▶ Given problem: Write out the material below again, unchanged.

▶ Rows:

· · · · · · ·

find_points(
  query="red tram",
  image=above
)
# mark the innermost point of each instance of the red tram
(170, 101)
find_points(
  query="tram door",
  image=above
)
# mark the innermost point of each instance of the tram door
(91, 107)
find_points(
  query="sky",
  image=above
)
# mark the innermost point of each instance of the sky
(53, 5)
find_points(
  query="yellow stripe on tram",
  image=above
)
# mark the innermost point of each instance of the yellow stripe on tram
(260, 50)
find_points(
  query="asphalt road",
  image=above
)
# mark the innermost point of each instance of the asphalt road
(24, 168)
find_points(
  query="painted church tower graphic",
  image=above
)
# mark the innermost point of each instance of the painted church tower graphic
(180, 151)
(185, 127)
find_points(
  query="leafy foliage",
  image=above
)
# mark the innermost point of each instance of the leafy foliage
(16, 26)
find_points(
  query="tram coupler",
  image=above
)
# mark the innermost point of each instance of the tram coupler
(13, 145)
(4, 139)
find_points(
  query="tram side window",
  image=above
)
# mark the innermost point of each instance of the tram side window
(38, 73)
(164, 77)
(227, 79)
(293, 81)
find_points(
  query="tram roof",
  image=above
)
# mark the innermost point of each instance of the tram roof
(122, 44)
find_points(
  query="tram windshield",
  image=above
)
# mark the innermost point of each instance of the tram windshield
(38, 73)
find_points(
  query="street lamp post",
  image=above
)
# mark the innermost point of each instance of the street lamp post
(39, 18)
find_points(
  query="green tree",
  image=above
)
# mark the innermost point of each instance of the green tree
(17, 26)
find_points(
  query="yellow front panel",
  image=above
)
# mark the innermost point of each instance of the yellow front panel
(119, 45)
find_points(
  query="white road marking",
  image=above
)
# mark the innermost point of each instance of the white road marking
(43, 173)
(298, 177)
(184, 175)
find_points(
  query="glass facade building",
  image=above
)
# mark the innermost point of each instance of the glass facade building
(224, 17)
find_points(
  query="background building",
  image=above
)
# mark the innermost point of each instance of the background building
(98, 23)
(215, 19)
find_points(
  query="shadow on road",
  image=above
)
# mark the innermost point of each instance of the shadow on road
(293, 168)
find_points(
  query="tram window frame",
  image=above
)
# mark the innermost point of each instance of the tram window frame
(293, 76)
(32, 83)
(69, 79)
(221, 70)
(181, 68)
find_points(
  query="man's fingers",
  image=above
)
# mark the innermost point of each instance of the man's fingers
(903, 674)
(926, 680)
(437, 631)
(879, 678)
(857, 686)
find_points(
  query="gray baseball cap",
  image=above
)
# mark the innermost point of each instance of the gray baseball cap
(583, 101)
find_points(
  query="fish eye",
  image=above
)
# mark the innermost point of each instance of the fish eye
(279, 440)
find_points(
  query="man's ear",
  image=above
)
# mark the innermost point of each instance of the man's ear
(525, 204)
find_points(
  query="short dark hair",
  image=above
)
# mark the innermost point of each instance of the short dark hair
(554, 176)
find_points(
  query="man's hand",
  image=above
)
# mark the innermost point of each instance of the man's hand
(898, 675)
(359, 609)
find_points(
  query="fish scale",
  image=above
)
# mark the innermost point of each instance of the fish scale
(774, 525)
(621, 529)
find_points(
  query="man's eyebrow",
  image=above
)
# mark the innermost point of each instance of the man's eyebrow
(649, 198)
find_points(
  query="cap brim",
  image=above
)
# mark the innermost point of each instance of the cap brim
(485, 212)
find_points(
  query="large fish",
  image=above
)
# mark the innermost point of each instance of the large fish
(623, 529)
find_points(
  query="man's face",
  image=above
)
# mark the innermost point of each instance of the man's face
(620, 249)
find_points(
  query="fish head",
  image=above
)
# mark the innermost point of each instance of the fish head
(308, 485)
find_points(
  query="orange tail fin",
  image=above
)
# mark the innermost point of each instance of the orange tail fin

· · · · · · ·

▶ Exercise response:
find_points(
  query="red tram",
  image=above
)
# mark the innermost point of each instance of the red tram
(170, 101)
find_points(
  query="tram door",
  image=above
)
# mark the innermost point of each instance of the tram door
(91, 107)
find_points(
  query="sky",
  image=above
)
# mark the innermost point of each instance of the sky
(53, 5)
find_points(
  query="yellow stripe on tram",
  image=above
)
# mark the innermost point of each instance of the yellow stripe on tram
(260, 50)
find_points(
  query="asphalt road",
  image=above
)
# mark the innermost point of each instance of the asphalt road
(24, 168)
find_points(
  query="painted church tower graphic",
  image=above
)
# mark the innermost point of each instance of the painted church tower graphic
(180, 151)
(185, 127)
find_points(
  query="leafy foliage",
  image=above
)
# mark the innermost point of each instance of the leafy foliage
(16, 26)
find_points(
  query="tram coupler",
  image=above
)
# mark the innermost point of each instance of the tram coupler
(13, 145)
(4, 139)
find_points(
  query="tram side window",
  image=above
)
# mark the innermost point of each instance of the tram side window
(38, 73)
(164, 77)
(227, 79)
(293, 81)
find_points(
  query="tram roof",
  image=above
)
# mark the innermost point of each instance of the tram roof
(122, 44)
find_points(
  query="tram windshield",
  image=above
)
# mark the innermost point of each instance of the tram windshield
(38, 73)
find_points(
  query="street lamp post",
  image=above
)
# mark the innermost point of each instance of the street lamp post
(39, 18)
find_points(
  query="green tree",
  image=above
)
# mark the innermost point of each instance of the green tree
(17, 26)
find_points(
  query="yellow front panel",
  image=above
)
# mark the innermost point of each instance of the yellow front panel
(119, 45)
find_points(
  query="white road marking",
  image=above
)
# mark the innermost point of each instance of the white road marking
(43, 173)
(298, 177)
(184, 175)
find_points(
  query="glass facade building",
  image=above
)
# mark the innermost point of each instance of the glass facade building
(224, 17)
find_points(
  query="background building",
  image=above
)
# mark the innermost point of each instance of the background building
(98, 23)
(215, 19)
find_points(
  query="shadow on road",
  image=above
)
# mark the innermost point of each instance of the shadow on road
(293, 168)
find_points(
  query="tram window frame",
  image=above
)
# mark the innermost point of each instance of the tram window frame
(293, 76)
(32, 83)
(69, 79)
(221, 70)
(181, 68)
find_points(
  query="man's fingers",
  image=above
)
# mark the innermost point of each instance of the man's fingers
(903, 674)
(926, 680)
(437, 631)
(879, 678)
(857, 686)
find_points(
  query="gray baseball cap",
  image=above
)
# mark the innermost point of each instance of the gray baseball cap
(583, 101)
find_points(
  query="fish eye",
  image=above
)
# mark the innermost point of each instance of the fish eye
(279, 440)
find_points(
  query="man's ear",
  image=above
)
# mark the innermost point of each instance of the man's ear
(525, 204)
find_points(
  query="short dark hair",
  image=above
)
# mark the innermost point of each instance of the short dark hair
(554, 176)
find_points(
  query="man's hand",
  image=above
)
# mark the innermost point of each instance of the man's hand
(898, 675)
(359, 609)
find_points(
  query="fish scale",
  image=above
)
# mark the innermost point of each instance of the fish scale
(774, 525)
(621, 529)
find_points(
  query="man's eyebrow",
  image=above
)
# mark the innermost point of each instance of the man's eyebrow
(649, 198)
find_points(
  query="cap brim",
  image=above
)
# mark the innermost point of each instance of the cap brim
(485, 212)
find_points(
  query="large fish",
  image=above
)
# mark the innermost point of each instance of the large fish
(623, 529)
find_points(
  query="man's face",
  image=above
)
# mark the innermost point of each instance of the man's face
(620, 249)
find_points(
  query="fish head",
  image=above
)
# mark the innermost point of each instance of the fish head
(308, 485)
find_points(
  query="orange tail fin",
  image=above
)
# mark the innermost point of each instance of the orange tail fin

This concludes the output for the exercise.